* Task set:
(A) Update the text on metadata surveillance by writing it out again, starting with "I spent an entire" and going on through "someone who does.", with "cellphones" changed to "mobile phones".
(B) Answer these questions from the text on metadata surveillance:
(i) In which state does the writer say the metadata has been warehoused?
(ii) In what fields did the writer spend a military career?
(iii) How many overlapping cell towers does the writer say are needed to identify the phones at a shooting range?

* Text segment:
.....

The encryption debate only muddies the water. The government has all the damning information stored in the metadata of cell records anyway. I’ve been warning about the dangers of a collection of metadata warehoused out in Utah for years (or now warehoused by the carriers).

I spent an entire military career in SIGINT/ELINT. We did amazing work (well before computers) with the very simple signals of the time applying just a bit of brainpower & persistence. Modern cellphones and computers are a goldmine compared to what we had to work with, giving off all kinds of signals and storing all kinds of information.

Take your average citizen who intentionally “flies below the government’s radar” on gun ownership issues. Give me two cell towers that overlap a shooting range or a gun store and it is child’s play to identify all the cellphones at the range. From there it’s a simple matter of analysis to start identifying the owner’s friends, family, habits and patterns of life. Even if our subject doesn’t go to the range, he’s probably in contact with someone who does.

Even the lack of a signal is telling (just ask Osama Bin Laden). Consider two phones that power down at about the same time during the day when they near a motel. Those are pretty good signs of a sexual encounter. It certainly gives prying eyes an idea where & when to look and who to look at.

.....

Recorded data:
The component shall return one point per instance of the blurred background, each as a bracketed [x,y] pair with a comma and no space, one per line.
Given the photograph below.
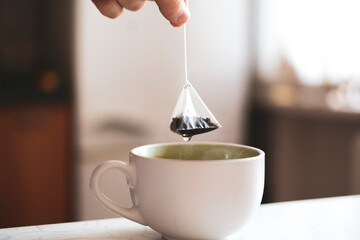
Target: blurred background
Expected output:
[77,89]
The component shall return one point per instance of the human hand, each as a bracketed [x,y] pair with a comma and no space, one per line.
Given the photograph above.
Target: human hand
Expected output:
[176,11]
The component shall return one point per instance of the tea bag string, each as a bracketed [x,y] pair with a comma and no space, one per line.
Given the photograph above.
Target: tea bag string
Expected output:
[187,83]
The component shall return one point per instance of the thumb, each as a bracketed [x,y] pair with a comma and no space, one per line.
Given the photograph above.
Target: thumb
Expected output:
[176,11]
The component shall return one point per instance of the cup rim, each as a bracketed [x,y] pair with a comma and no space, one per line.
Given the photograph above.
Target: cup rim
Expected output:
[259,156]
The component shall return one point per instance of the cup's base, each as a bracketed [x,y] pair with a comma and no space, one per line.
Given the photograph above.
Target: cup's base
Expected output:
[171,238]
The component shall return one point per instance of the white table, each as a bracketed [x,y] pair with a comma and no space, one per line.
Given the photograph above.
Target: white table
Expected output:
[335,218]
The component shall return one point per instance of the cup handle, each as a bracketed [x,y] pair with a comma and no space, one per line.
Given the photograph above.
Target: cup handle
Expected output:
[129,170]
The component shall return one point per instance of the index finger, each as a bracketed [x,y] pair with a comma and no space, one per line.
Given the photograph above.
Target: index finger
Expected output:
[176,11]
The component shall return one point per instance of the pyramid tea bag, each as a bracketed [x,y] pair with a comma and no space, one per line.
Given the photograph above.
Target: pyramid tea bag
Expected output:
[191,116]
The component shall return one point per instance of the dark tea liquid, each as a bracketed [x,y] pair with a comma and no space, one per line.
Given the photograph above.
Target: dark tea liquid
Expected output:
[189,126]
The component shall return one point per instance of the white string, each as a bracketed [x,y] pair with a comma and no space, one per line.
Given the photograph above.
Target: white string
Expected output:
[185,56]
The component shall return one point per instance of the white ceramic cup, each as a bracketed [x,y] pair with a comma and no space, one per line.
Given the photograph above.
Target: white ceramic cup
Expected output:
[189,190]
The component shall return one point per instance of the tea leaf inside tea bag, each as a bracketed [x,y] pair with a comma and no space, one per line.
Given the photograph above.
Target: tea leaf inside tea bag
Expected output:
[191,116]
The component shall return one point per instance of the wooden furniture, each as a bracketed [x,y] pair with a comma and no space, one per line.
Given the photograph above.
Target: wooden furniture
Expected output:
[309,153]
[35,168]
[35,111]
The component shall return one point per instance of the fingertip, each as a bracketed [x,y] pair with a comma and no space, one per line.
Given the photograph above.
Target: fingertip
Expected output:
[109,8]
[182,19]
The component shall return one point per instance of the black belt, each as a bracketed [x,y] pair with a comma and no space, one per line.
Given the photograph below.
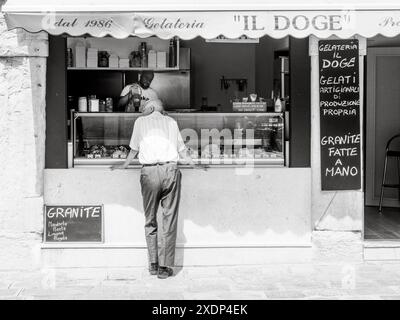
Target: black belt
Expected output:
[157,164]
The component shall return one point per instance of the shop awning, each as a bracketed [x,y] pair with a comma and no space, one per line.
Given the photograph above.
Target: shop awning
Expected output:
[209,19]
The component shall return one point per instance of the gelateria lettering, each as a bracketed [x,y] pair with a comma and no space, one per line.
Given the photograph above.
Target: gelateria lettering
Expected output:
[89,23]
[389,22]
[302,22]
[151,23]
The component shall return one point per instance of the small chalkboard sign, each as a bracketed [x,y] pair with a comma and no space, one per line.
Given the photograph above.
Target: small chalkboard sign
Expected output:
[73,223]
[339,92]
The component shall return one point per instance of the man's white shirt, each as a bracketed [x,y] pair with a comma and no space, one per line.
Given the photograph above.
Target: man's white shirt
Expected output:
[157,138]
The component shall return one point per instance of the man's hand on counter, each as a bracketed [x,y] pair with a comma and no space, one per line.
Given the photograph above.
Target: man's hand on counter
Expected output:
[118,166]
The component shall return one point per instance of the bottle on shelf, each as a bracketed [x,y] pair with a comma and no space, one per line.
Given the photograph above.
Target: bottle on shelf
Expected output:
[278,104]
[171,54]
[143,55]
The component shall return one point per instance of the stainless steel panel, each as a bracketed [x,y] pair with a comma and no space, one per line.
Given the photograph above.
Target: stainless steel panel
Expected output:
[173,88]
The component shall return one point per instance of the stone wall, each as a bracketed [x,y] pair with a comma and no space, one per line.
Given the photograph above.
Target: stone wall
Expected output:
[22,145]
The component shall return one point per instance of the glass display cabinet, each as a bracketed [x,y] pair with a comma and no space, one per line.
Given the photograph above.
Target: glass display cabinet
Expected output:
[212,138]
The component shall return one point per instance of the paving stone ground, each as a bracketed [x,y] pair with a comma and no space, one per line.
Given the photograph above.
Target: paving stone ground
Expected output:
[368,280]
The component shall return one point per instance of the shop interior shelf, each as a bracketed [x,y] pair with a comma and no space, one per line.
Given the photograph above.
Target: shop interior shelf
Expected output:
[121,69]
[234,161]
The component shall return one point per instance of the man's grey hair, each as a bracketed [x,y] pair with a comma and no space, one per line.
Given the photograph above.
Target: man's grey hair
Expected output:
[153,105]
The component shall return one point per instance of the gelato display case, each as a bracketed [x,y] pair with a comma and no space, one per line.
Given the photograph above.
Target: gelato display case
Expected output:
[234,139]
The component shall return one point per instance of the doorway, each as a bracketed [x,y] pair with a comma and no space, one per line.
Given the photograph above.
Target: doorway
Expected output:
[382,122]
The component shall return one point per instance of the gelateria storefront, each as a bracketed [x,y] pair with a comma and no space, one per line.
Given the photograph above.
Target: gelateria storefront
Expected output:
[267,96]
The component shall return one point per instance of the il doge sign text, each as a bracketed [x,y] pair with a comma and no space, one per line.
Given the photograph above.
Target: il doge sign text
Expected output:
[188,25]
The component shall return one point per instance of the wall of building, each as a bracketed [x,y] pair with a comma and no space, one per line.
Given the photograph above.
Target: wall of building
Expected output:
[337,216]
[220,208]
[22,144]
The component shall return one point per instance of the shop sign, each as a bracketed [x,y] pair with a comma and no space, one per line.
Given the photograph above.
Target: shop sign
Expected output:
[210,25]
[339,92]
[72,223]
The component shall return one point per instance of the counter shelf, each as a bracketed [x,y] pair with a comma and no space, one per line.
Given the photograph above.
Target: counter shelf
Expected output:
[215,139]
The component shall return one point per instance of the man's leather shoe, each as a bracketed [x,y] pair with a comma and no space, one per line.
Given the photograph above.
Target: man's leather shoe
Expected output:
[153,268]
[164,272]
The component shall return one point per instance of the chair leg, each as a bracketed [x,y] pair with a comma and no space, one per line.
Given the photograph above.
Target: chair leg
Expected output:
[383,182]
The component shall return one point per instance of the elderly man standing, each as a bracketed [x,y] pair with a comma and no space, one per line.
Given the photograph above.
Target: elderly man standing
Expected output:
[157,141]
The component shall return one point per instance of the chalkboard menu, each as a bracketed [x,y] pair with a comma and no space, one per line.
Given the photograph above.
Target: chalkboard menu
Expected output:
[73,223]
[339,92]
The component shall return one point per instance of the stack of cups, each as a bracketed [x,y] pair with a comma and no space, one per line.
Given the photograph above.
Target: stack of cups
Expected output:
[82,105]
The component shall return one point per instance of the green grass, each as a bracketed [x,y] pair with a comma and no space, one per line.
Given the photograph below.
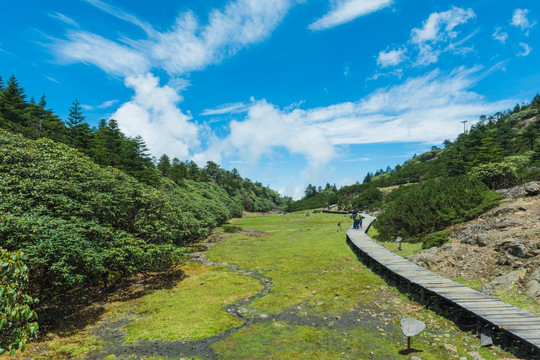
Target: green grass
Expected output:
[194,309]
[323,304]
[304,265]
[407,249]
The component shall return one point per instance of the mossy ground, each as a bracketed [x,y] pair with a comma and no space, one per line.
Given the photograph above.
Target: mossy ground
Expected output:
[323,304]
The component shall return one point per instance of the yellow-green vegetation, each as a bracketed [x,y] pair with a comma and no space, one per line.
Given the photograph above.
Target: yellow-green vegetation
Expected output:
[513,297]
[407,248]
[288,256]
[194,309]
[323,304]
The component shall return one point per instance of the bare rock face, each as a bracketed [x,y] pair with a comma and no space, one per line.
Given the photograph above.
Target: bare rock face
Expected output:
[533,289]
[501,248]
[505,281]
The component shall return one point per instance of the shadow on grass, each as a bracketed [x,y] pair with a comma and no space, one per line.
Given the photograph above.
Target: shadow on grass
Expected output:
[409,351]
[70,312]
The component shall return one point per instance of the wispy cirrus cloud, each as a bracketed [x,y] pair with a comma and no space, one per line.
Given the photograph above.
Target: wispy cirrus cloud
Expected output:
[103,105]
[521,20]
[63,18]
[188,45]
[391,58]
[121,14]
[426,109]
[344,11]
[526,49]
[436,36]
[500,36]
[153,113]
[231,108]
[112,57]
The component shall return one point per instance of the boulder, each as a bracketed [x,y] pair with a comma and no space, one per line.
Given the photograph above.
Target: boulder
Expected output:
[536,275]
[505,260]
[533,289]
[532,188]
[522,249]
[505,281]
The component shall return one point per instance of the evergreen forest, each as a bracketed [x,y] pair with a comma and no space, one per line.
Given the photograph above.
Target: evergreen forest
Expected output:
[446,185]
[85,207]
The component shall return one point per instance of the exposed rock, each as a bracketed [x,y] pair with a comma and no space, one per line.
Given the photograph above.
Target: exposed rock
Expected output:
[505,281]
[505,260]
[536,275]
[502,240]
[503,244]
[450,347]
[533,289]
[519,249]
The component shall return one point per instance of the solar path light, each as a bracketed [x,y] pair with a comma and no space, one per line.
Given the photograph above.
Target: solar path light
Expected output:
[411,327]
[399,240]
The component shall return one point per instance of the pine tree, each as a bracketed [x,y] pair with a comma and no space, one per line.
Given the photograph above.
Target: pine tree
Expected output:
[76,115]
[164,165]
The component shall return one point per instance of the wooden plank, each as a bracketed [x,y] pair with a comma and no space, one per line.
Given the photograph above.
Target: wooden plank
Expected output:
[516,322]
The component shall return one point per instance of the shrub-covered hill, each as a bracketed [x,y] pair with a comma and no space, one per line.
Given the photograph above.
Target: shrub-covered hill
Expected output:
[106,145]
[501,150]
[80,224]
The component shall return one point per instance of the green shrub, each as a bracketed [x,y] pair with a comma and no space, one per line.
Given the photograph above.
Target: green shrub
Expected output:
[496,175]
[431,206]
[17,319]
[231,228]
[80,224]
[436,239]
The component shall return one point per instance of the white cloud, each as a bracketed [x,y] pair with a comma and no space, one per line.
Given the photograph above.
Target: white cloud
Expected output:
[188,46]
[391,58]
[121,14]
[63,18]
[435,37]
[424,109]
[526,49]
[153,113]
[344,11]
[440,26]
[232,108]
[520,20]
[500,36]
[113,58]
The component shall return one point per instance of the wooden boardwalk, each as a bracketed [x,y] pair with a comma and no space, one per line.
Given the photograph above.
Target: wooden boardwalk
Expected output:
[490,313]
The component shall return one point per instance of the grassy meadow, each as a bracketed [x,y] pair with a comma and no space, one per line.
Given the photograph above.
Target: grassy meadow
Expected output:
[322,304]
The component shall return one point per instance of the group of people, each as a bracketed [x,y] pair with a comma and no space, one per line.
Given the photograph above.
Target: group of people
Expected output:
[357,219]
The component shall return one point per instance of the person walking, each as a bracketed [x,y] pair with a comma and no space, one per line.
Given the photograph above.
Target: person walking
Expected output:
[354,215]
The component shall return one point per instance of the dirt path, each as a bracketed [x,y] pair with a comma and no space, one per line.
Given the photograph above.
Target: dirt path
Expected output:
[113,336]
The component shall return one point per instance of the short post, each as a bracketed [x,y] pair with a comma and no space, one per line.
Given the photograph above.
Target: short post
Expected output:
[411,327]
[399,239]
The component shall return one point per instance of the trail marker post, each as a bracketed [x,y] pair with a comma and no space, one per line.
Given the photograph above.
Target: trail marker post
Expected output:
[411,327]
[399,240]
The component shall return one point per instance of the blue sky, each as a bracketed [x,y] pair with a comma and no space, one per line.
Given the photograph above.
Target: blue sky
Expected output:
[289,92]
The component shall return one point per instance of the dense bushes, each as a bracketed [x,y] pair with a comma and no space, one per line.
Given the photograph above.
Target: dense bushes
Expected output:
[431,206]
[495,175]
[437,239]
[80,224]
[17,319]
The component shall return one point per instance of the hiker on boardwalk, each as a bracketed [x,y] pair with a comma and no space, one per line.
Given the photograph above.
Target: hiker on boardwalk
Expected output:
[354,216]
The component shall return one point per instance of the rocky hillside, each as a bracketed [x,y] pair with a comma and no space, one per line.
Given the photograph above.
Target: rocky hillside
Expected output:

.....

* Task-by-task solutions:
(A)
I spent an entire military career in SIGINT/ELINT. We did amazing work (well before computers) with the very simple signals of the time applying just a bit of brainpower & persistence. Modern mobile phones and computers are a goldmine compared to what we had to work with, giving off all kinds of signals and storing all kinds of information.

Take your average citizen who intentionally “flies below the government’s radar” on gun ownership issues. Give me two cell towers that overlap a shooting range or a gun store and it is child’s play to identify all the mobile phones at the range. From there it’s a simple matter of analysis to start identifying the owner’s friends, family, habits and patterns of life. Even if our subject doesn’t go to the range, he’s probably in contact with someone who does.

(B)
(i) Utah
(ii) SIGINT/ELINT
(iii) Two